◆ WHAT IS REQUIRED: Switch "gray area rug" to "beige area rug" in the records starting with the line that contains "Please, if you could, draw a box around the gray accent" and going on through the line that contains "xmin=433 ymin=69 xmax=453 ymax=127", and write out only those lines again with everything else unchanged. Leave the pictures out of the answer.

◆ DATA ENTRIES:
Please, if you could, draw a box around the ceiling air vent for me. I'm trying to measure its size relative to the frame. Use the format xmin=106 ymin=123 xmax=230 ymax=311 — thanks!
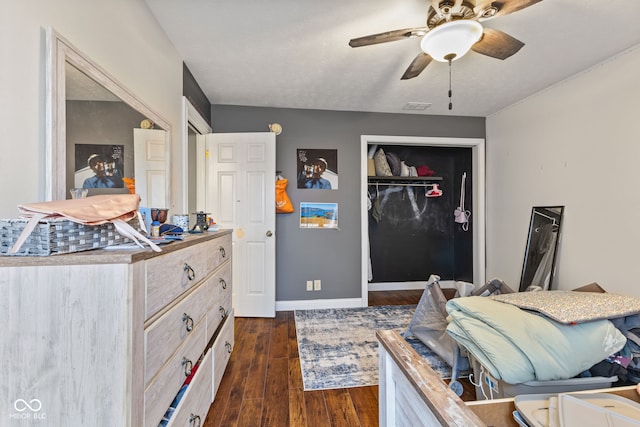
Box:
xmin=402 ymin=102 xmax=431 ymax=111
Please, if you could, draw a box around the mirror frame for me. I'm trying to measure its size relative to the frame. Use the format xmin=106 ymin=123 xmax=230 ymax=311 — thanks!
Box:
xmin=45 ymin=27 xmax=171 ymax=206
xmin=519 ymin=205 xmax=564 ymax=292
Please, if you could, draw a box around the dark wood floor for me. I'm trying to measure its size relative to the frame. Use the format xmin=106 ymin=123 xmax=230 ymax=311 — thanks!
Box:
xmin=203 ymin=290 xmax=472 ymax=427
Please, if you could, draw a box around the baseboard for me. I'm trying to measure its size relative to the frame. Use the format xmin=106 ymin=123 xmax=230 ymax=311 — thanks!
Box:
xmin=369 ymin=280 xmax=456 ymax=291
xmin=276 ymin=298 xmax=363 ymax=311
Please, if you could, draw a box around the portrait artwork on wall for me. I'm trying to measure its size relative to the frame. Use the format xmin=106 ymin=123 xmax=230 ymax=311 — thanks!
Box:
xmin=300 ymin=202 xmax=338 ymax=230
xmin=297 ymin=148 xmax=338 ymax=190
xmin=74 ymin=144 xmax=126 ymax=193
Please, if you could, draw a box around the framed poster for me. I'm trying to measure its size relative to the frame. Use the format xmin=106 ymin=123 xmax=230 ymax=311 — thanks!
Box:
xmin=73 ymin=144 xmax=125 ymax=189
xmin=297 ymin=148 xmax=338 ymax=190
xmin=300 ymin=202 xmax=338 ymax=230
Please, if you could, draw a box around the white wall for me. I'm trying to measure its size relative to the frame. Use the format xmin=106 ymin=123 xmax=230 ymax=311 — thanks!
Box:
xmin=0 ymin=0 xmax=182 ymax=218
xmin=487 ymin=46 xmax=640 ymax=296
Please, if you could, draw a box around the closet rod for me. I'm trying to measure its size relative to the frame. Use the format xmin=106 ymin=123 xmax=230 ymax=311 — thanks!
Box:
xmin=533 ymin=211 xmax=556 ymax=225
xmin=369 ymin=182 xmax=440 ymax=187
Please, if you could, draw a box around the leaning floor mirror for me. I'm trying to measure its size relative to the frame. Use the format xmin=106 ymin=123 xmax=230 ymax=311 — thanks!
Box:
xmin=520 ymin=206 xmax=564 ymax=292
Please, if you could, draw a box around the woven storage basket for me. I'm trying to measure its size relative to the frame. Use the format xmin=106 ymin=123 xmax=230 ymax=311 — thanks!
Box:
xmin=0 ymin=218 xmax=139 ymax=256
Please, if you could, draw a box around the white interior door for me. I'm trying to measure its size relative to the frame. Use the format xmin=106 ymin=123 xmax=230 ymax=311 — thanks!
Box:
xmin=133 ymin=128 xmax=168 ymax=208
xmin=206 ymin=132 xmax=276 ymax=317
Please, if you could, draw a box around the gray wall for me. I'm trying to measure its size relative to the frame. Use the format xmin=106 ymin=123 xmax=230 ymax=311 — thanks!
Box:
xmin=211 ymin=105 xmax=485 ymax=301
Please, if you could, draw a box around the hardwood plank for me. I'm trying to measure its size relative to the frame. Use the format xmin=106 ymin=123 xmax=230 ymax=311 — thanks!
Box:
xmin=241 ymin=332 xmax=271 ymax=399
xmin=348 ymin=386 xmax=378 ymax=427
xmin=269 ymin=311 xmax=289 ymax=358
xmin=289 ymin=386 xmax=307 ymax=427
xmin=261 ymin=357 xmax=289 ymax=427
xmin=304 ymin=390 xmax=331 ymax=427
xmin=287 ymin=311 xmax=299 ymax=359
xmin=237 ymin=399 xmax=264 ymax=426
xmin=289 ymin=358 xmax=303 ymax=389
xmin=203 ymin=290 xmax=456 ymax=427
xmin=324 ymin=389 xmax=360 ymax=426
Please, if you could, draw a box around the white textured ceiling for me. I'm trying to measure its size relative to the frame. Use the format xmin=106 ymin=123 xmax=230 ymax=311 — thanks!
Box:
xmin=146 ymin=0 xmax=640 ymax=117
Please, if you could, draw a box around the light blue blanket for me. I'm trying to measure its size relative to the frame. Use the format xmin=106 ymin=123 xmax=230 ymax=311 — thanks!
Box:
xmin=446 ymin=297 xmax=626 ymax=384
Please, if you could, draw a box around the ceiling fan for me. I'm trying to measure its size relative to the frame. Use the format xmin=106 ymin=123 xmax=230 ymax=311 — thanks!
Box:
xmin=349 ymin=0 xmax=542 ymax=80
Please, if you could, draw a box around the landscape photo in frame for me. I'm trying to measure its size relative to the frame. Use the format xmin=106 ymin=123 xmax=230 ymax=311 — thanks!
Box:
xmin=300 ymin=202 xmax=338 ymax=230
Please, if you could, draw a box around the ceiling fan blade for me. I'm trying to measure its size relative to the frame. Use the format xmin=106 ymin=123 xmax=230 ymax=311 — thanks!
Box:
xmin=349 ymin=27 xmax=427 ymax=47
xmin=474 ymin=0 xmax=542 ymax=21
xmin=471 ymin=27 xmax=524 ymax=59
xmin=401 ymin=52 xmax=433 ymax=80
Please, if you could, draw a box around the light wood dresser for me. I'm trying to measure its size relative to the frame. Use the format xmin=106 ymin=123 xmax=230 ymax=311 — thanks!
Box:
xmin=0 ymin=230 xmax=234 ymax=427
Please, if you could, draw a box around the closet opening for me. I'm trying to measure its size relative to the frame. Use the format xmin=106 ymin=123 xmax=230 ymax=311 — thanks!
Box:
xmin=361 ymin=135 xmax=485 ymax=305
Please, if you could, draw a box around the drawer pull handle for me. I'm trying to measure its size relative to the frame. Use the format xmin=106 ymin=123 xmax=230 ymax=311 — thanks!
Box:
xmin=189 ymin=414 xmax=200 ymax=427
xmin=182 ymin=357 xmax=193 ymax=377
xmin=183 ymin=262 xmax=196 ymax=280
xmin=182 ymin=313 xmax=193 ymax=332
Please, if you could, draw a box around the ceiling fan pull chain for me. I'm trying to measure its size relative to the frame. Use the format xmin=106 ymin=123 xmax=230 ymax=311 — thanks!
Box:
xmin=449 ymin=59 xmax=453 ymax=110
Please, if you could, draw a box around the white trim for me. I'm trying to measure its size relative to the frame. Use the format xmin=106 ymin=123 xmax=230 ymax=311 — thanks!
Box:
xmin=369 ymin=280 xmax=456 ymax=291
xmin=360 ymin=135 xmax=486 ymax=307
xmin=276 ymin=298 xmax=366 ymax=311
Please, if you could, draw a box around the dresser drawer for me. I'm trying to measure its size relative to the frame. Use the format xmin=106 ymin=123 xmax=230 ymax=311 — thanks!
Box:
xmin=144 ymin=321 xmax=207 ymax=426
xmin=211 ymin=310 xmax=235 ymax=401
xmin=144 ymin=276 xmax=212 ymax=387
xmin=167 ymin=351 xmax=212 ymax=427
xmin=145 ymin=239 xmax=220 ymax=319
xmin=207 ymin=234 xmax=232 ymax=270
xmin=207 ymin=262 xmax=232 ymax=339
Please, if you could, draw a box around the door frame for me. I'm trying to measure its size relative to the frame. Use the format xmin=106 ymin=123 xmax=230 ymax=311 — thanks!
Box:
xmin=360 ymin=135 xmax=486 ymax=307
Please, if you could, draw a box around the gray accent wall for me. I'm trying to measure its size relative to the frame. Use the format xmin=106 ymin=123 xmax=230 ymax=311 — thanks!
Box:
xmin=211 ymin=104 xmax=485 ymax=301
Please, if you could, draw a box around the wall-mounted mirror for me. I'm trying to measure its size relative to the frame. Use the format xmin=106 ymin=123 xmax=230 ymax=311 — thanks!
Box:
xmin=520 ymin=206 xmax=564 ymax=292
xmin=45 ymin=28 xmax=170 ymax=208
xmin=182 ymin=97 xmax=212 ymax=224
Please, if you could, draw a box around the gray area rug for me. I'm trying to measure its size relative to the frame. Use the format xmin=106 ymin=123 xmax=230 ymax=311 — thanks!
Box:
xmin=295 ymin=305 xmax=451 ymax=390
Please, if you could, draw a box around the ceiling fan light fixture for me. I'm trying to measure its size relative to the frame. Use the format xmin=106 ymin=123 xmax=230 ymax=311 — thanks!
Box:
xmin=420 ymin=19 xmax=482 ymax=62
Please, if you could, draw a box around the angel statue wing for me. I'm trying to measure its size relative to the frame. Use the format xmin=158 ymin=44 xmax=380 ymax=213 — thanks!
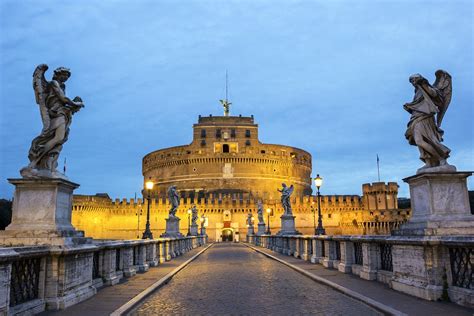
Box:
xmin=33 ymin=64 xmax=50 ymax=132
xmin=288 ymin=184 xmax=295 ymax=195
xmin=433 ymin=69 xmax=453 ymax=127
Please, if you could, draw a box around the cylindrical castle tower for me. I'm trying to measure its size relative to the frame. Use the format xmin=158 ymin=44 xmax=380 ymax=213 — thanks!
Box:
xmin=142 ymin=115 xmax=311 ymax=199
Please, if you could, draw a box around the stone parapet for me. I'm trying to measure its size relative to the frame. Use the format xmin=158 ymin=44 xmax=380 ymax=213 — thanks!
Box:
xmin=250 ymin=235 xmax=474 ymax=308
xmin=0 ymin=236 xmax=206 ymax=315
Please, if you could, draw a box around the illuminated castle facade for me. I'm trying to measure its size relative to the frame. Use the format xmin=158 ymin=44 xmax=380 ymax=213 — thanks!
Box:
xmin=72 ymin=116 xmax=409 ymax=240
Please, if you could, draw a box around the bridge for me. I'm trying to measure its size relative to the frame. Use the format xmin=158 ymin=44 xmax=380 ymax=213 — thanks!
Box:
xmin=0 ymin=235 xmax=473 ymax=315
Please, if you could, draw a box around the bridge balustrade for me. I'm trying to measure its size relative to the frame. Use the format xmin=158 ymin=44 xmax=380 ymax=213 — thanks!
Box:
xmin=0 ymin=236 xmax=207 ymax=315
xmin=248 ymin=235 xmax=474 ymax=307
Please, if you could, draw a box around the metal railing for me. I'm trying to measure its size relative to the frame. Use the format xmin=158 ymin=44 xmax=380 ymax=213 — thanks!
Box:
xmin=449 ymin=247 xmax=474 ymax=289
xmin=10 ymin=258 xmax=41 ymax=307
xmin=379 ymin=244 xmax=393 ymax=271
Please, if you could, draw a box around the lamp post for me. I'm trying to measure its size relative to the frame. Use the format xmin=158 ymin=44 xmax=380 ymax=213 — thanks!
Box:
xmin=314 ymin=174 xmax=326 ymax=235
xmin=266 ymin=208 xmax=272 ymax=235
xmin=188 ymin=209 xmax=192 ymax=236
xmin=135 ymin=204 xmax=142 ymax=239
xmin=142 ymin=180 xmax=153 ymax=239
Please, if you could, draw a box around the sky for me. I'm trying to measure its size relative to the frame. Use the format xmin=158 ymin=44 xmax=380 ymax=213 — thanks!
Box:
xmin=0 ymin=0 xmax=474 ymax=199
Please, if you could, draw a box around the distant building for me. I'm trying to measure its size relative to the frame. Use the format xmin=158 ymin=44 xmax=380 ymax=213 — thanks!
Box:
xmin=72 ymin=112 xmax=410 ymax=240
---
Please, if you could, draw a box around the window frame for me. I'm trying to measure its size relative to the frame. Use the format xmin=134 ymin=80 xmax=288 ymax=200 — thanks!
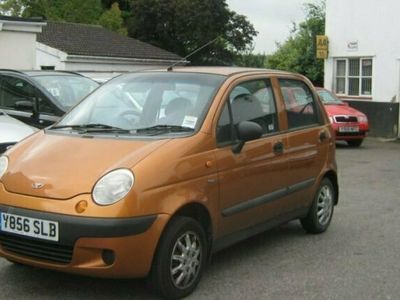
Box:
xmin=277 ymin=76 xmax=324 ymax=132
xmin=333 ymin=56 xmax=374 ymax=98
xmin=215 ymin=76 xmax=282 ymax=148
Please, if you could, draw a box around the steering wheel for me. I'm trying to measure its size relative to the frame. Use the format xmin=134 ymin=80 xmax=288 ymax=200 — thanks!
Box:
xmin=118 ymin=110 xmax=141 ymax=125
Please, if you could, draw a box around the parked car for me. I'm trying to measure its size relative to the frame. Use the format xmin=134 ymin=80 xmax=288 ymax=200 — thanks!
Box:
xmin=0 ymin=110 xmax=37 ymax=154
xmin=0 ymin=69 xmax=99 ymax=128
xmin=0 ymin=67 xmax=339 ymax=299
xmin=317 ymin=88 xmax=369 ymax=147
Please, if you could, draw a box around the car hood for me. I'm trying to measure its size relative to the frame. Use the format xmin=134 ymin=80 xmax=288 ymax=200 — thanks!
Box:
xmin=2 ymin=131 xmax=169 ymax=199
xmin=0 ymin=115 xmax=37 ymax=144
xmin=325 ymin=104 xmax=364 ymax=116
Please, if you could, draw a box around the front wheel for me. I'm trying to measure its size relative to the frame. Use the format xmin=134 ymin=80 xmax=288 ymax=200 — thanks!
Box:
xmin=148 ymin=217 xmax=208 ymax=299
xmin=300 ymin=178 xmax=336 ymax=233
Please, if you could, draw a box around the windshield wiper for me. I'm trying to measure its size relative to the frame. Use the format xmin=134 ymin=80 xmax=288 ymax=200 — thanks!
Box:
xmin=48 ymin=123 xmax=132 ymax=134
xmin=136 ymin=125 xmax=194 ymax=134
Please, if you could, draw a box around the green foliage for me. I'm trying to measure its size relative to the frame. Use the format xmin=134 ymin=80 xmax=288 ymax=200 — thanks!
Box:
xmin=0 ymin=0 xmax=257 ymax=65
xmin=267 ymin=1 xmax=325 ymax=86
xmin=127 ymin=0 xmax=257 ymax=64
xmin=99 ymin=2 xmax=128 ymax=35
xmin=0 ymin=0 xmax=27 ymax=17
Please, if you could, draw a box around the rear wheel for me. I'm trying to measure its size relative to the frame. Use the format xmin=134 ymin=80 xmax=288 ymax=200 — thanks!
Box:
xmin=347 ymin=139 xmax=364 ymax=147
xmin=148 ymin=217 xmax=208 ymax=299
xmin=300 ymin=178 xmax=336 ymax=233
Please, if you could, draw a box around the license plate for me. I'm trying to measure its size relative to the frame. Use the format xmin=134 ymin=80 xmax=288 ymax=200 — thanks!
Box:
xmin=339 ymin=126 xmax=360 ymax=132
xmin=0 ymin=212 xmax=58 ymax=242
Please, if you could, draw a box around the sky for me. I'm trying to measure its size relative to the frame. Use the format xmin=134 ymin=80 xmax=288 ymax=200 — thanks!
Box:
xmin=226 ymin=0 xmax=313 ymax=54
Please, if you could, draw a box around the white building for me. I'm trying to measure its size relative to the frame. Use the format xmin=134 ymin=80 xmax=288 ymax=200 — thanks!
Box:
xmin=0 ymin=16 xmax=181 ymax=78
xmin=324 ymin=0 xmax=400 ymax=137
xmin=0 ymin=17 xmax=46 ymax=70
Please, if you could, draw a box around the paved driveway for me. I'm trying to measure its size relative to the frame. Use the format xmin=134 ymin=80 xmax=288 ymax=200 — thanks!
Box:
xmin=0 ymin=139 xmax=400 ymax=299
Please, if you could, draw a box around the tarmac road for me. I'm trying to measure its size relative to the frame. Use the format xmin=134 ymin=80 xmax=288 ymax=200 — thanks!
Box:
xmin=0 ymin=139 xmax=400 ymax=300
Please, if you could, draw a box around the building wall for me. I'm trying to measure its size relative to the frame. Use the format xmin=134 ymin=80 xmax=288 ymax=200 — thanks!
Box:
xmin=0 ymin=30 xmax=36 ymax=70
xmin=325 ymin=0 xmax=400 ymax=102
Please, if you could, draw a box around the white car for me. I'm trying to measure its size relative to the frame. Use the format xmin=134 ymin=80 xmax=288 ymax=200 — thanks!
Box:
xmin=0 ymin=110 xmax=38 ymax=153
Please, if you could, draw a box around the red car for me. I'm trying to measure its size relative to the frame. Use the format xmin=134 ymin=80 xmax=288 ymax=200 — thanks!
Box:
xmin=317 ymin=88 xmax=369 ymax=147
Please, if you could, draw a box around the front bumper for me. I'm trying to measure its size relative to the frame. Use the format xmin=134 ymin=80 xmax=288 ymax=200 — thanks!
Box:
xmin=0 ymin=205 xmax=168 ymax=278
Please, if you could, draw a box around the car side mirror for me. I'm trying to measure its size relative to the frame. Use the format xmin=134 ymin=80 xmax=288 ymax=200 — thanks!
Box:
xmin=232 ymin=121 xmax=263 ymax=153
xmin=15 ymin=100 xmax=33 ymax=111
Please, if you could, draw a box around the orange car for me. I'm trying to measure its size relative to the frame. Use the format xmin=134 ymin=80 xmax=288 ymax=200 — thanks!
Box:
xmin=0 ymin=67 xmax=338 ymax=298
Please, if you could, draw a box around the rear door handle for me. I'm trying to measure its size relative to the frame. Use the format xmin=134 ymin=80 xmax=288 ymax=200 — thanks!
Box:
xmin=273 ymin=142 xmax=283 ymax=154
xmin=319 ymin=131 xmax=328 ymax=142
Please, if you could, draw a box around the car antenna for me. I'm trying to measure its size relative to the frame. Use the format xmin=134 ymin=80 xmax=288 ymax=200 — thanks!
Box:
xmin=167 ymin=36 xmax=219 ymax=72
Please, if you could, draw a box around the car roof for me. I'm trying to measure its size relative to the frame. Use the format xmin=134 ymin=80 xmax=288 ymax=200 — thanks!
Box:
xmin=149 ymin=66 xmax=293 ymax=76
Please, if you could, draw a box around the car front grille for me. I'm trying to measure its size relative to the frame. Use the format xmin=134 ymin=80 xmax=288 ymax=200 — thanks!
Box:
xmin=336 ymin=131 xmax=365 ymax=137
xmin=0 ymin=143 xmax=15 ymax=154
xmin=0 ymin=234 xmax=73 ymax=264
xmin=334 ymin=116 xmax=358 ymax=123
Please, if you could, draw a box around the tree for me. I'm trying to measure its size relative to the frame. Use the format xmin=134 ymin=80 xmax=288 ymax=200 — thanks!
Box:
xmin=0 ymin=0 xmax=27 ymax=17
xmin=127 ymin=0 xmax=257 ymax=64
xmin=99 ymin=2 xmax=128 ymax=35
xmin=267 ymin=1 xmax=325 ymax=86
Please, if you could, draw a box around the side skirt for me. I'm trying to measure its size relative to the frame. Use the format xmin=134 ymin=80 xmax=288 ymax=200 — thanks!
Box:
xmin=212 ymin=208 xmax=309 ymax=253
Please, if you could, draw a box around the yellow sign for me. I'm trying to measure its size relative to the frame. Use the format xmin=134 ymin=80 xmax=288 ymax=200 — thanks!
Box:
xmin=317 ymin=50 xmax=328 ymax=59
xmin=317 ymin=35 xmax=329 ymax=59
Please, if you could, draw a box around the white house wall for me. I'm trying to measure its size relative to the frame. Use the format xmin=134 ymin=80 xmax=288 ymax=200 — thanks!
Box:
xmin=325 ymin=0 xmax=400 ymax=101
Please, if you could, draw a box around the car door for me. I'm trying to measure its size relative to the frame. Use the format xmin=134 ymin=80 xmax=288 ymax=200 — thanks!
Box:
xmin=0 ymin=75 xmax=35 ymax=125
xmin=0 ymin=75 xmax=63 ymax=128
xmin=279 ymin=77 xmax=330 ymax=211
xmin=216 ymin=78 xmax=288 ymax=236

◆ COMPLETE OUTPUT:
Please, if you could, draw a box around the gray accent wall for me. I'm trying to measure its size relative to the frame. Use the format xmin=106 ymin=123 xmax=230 ymax=311 — thanks!
Box:
xmin=211 ymin=104 xmax=485 ymax=301
Please, if you could, draw a box around the wall-mounted mirror for me. I'm trying to measure its size relative to the frame. Use the format xmin=106 ymin=123 xmax=230 ymax=311 — thanks!
Box:
xmin=520 ymin=206 xmax=564 ymax=292
xmin=45 ymin=28 xmax=170 ymax=208
xmin=182 ymin=97 xmax=212 ymax=224
Please, if you could, draw a box around the beige area rug for me. I'm trying to measure its size relative to the frame. Use the format xmin=106 ymin=123 xmax=230 ymax=311 — thanks!
Box:
xmin=295 ymin=305 xmax=451 ymax=390
Please, if you could, draw a box around the ceiling fan light fixture for me. I'm trying to measure its size relative to the frame. Use the format xmin=106 ymin=123 xmax=230 ymax=311 — thanks!
Box:
xmin=420 ymin=19 xmax=482 ymax=62
Please, if you could, draw a box around the angel statue wing for me. I'm trying to measure its size relative to the frame. Use the format xmin=158 ymin=44 xmax=380 ymax=213 — thanks!
Box:
xmin=33 ymin=64 xmax=50 ymax=132
xmin=288 ymin=184 xmax=295 ymax=195
xmin=433 ymin=69 xmax=453 ymax=127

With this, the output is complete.